┌──
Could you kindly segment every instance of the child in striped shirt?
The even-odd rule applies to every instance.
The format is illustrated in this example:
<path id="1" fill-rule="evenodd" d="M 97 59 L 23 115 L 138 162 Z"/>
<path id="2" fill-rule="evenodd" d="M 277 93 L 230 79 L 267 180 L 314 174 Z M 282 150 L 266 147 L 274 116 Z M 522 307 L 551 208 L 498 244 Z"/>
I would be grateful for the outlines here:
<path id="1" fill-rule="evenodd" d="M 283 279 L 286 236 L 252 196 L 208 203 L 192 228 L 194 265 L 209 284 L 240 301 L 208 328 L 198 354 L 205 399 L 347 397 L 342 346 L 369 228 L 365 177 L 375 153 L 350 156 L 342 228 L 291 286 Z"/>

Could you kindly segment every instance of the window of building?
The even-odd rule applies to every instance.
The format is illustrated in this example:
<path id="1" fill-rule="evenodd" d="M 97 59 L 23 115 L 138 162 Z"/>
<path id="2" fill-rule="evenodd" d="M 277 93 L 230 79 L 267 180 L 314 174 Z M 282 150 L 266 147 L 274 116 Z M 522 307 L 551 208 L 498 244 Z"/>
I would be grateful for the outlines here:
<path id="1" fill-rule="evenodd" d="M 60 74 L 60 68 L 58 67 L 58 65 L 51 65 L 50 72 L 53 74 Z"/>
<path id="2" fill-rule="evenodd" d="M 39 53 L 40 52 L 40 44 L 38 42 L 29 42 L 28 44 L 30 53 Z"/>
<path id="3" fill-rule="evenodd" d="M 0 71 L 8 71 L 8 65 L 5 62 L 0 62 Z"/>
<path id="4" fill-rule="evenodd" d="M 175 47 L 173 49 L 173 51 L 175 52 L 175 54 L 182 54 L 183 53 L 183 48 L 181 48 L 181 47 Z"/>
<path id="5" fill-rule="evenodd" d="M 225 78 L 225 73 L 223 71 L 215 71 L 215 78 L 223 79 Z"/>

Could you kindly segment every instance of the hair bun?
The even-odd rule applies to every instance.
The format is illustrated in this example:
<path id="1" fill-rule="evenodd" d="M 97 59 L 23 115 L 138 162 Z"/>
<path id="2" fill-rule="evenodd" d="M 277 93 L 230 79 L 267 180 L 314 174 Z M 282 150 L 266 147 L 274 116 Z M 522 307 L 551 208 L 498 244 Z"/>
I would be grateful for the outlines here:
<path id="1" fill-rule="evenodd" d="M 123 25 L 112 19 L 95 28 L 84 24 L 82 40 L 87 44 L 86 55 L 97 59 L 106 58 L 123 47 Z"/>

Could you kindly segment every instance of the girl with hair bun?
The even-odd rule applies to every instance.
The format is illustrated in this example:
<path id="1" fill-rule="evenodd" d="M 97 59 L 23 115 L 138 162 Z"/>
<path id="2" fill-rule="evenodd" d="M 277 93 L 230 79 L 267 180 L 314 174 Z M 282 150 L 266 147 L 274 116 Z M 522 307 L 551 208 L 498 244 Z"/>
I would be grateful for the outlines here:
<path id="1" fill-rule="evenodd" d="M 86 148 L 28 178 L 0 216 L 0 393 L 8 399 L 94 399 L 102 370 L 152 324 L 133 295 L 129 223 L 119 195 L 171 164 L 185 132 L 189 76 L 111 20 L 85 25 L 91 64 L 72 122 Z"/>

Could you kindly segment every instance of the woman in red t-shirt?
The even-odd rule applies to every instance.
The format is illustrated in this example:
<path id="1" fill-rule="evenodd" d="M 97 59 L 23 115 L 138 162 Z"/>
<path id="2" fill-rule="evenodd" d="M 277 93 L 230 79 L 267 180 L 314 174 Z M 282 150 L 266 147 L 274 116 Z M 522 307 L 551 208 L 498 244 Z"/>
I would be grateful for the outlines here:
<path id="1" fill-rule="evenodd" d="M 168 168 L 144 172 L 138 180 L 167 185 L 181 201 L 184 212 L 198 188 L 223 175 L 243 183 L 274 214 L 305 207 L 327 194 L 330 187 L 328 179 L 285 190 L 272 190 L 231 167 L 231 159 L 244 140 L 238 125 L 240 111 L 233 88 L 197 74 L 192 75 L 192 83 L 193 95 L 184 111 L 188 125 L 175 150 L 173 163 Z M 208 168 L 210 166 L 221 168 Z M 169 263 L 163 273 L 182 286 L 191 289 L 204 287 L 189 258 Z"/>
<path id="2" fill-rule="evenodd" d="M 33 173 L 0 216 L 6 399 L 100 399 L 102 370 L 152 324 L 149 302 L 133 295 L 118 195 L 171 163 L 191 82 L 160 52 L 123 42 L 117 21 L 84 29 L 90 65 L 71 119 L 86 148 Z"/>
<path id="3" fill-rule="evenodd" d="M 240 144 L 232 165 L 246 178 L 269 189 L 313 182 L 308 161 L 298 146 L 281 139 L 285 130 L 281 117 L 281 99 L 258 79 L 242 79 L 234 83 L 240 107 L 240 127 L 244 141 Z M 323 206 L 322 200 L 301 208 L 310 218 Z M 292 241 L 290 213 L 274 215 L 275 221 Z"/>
└──
> Activity
From the material above, report how many lines contain the word "Could", giving only the number.

> Solved exercise
5